In the Old Testament, the clues are there, but they're dim.
New Testament: Full Revelation
When the New Testament arrives, we go from dim to a blazing fire.
Even before Jesus is born, the angel tells Mary: "The Holy Spirit will come on you, and the power of the Most High will overshadow you. So the holy one to be born will be called the Son of God" (Luke 1:35).
At Jesus' baptism, "He saw the Spirit of God descending like a dove and alighting on him. And a voice from heaven said, 'This is my Son, whom I love; with him I am well pleased'" (Matthew 3:16-17). The Son in the water. The Spirit descending. The Father speaking. All three. Simultaneously.
At the end of His earthly ministry, Jesus' final instructions to His followers: "Make disciples of all nations, baptizing them in the name of the Father and of the Son and of the Holy Spirit" (Matthew 28:19).
Some find all this three-in-one language too cumbersome. Their solution is to forget the metaphysics and just focus on Jesus. His words. His life. His example.
Honestly? That's good advice. If you walked into my office overwhelmed by your marriage or your family or anxiety, I'm not going to walk you through the historical development of the doctrine of the Trinity. I'm going to point you to Jesus. I'm going to encourage you to trust Him and obey His words.
But here's the irony. When you focus on Jesus and what He says, you end up at the doctrine of the Trinity:
- "I and the Father are one" (John 10:30)
- "Anyone who has seen me has seen the Father" (John 14:9)
- "I will ask the Father, and he will give you another advocate to help you and be with you forever, the Spirit of truth" (John 14:16-17)
To "just focus on Jesus" is great advice, but He is the one who leads you to the feet of the Trinity.
Why Every Analogy Fails
The earliest Christians were left with Scripture declaring one God, hints of plurality throughout, and Jesus claiming to be God and receiving worship, which in the Jewish world was reserved for God alone. This pressure produced the great creeds of the church.
The creeds don't explain the Trinity. They state it.
Every attempt to explain the Trinity with a creaturely analogy fails because it commits a categorical error: assuming you can explain what is uncreated by something that is created.
The three-leaf clover. Three leaves, one clover. Sounds good, right? The problem is that if you pull off a leaf, you have a leaf, not a clover. Each leaf is only one-third of the whole. But each person of the Trinity isn't one-third of God. The Father is fully God. The Son is fully God. The Spirit is fully God.
The water illustration. Water can exist as solid, liquid, or vapour, so God can exist in three persons. The problem is that the same water molecule doesn't exist in all three states simultaneously. The Father, Son, and Holy Spirit don't take turns being God. They eternally exist simultaneously.
The sun analogy. You have the sun, its rays, and its warmth. The Father is the sun, Jesus is the rays, and the Holy Spirit is its warmth. This commits the greatest offence. The rays and warmth are derivatives of the sun, not the sun itself. Apply that to God, and you've just said Jesus and the Holy Spirit are products of the Father, dependent on Him, lesser than Him. Jesus would be a creation, not fully God.

++++

■ STATED TASK 1:
List every Scripture reference that the Trinity passage gives in parentheses.
The rows that come next are from a source unrelated to the Trinity passage.

++++

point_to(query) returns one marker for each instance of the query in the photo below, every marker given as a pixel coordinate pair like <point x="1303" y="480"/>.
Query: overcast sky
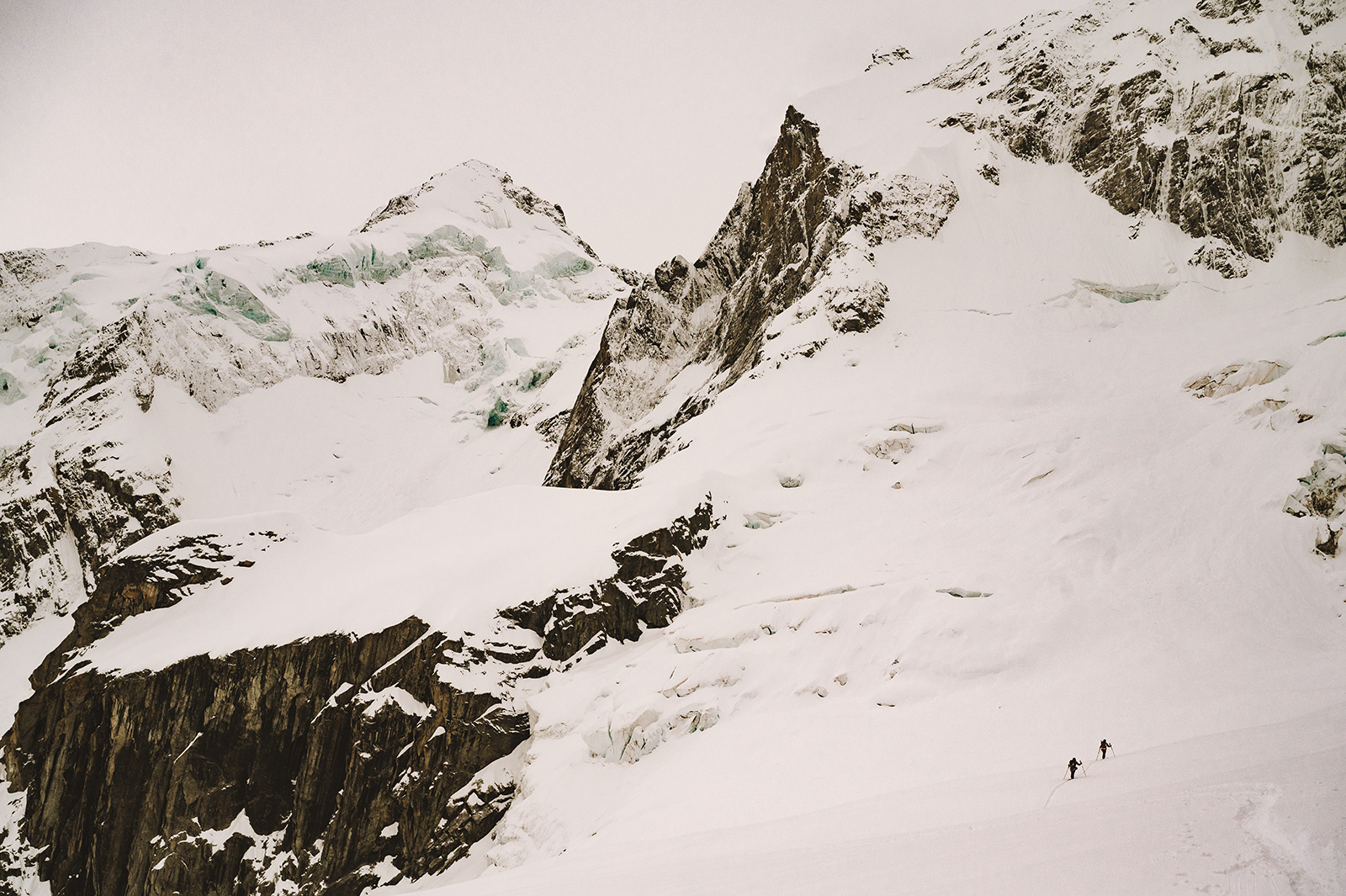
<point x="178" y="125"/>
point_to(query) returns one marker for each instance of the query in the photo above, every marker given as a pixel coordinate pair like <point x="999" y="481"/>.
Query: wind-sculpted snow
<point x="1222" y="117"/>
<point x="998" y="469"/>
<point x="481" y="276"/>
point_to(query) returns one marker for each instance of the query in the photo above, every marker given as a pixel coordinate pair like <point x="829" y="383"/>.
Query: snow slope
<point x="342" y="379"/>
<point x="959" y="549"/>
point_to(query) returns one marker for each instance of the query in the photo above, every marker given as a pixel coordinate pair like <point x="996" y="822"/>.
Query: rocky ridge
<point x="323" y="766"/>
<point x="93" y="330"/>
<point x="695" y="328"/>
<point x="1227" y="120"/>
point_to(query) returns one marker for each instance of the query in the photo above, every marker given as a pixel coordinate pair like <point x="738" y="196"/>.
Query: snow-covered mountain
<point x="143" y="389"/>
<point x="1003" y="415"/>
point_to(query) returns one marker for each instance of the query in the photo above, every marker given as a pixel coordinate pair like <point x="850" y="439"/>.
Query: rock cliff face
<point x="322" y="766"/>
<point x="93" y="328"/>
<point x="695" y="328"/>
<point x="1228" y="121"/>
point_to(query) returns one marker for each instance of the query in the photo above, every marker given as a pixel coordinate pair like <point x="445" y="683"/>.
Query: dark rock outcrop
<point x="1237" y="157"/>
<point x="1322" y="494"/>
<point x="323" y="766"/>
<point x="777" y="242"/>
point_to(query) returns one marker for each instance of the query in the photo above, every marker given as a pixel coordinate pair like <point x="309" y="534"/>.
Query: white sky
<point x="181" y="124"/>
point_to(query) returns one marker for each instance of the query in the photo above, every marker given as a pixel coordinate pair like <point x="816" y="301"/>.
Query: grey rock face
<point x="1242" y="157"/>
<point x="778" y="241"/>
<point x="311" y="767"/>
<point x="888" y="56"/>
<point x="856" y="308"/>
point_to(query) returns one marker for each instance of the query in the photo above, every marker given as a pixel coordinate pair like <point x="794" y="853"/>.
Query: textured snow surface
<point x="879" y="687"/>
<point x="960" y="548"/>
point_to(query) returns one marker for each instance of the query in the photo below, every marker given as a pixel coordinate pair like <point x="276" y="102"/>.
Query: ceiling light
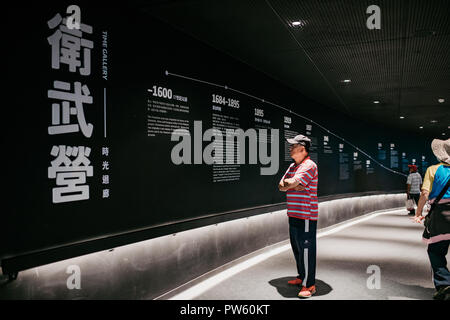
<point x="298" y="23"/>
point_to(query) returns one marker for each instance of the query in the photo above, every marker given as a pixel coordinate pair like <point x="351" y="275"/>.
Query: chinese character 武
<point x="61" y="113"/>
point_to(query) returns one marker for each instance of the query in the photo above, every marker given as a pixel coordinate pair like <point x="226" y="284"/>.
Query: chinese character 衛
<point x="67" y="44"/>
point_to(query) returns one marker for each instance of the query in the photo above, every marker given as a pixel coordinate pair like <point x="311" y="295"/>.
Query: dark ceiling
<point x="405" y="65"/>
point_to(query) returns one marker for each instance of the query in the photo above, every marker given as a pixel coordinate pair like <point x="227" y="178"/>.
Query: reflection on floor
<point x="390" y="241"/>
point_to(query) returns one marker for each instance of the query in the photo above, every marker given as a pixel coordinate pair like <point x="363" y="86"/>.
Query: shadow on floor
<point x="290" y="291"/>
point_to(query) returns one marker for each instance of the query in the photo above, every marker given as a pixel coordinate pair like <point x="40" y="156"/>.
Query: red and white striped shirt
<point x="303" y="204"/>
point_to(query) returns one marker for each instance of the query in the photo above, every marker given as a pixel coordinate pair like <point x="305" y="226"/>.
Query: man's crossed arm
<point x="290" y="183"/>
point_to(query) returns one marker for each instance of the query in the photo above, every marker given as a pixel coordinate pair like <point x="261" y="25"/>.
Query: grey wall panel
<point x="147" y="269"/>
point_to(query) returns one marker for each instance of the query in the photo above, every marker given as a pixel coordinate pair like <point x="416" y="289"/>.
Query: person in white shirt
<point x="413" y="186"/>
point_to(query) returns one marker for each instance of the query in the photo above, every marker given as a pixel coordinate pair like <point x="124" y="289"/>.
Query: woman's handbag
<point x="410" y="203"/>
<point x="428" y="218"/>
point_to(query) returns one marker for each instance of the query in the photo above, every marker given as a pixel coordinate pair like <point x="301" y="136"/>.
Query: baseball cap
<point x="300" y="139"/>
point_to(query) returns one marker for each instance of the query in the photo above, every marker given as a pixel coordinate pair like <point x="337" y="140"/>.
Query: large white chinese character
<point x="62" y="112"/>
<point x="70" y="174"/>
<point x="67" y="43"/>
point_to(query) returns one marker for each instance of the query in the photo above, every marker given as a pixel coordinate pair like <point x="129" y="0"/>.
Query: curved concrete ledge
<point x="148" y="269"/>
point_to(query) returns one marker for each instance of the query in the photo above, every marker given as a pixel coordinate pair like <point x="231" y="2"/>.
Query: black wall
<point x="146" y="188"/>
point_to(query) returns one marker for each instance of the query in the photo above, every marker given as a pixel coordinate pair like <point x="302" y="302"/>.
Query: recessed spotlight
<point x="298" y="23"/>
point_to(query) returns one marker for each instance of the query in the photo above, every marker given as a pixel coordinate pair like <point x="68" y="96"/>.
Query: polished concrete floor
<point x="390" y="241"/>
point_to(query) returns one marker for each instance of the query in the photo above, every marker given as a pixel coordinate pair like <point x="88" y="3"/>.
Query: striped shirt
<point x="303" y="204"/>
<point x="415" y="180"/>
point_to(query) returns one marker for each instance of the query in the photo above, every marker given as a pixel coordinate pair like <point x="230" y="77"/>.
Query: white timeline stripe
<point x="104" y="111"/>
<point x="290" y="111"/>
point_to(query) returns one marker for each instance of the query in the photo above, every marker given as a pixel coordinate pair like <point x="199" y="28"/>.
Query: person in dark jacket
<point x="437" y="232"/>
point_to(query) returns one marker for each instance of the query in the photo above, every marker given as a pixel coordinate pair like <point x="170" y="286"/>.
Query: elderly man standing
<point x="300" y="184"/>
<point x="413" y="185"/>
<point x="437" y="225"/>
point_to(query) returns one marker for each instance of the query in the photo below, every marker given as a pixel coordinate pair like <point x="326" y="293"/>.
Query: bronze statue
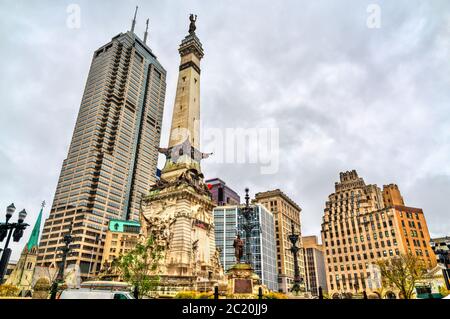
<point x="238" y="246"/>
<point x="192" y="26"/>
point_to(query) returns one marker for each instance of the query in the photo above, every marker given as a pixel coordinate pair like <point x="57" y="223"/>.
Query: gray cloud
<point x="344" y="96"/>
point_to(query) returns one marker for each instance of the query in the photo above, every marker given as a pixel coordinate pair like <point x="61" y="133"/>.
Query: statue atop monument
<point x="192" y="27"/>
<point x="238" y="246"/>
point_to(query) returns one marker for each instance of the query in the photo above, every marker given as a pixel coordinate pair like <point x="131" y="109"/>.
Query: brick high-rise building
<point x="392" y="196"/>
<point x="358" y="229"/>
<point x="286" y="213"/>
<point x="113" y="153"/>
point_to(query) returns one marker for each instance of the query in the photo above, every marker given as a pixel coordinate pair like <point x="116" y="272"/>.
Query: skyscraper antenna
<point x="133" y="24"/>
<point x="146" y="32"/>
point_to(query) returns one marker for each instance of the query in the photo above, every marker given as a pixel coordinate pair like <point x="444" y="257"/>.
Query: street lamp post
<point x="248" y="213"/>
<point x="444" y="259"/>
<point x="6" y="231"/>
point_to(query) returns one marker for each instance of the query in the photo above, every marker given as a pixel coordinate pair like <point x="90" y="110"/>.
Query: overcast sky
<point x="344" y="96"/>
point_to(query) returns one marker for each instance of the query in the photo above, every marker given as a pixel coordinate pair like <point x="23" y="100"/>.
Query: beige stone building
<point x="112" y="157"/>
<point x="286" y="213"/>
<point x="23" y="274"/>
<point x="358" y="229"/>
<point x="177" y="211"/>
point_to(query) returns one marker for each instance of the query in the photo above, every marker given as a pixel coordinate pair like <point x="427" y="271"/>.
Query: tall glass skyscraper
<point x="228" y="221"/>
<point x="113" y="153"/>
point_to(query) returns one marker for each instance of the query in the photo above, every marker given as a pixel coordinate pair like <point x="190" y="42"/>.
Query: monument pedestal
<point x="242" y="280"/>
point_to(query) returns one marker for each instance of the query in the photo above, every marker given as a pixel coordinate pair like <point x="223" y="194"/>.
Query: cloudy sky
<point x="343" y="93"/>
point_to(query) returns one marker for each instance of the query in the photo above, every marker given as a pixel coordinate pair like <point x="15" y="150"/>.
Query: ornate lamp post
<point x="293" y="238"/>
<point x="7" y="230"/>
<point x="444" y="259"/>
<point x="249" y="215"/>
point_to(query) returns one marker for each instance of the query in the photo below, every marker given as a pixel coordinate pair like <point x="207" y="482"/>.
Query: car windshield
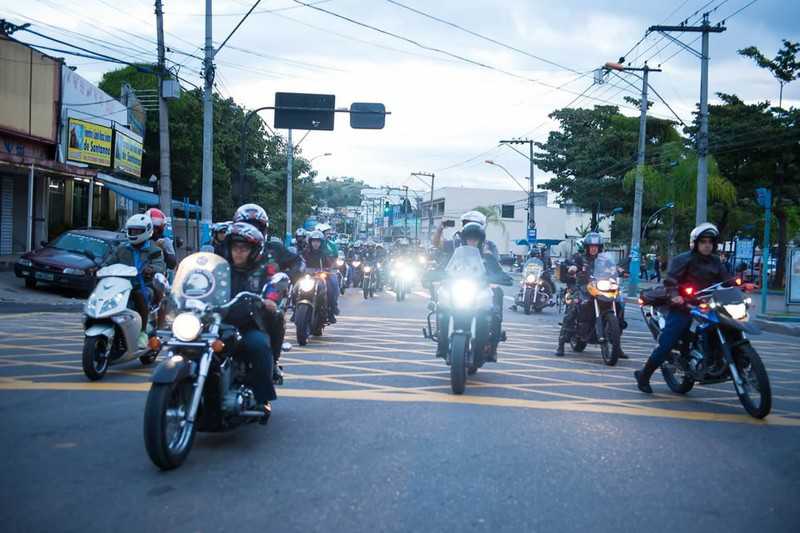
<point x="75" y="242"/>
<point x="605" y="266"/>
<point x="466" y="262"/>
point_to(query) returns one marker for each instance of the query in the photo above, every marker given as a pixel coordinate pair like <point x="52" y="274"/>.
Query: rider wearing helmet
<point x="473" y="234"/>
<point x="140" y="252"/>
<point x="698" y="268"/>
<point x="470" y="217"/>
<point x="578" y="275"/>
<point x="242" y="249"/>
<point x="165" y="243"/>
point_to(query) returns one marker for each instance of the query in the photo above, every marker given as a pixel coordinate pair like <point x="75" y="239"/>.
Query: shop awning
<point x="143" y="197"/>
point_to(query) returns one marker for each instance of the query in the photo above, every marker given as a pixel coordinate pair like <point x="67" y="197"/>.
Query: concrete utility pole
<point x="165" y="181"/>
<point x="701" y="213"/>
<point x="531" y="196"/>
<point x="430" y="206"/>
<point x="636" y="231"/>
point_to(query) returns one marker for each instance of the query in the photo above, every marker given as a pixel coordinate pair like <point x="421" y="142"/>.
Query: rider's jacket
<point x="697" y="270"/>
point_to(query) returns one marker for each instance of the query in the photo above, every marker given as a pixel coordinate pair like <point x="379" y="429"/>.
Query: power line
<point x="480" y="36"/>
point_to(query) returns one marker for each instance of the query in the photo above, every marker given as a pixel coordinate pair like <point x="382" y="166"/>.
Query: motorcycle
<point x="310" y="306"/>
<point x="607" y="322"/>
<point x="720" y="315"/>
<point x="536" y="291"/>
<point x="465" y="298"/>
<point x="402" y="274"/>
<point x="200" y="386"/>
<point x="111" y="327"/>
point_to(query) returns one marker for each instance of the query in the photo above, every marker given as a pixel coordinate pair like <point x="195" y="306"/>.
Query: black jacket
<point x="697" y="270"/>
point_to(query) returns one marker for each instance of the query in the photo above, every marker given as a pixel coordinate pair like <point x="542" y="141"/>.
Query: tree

++++

■ STATED TASK 2:
Tally the lines of the rows that contain the string "skyscraper", and reply with the number alone.

■ EXPECTED OUTPUT 1:
Luke 1:35
Matthew 3:16-17
Matthew 28:19
John 10:30
John 14:9
John 14:16-17

■ EXPECTED OUTPUT 2:
2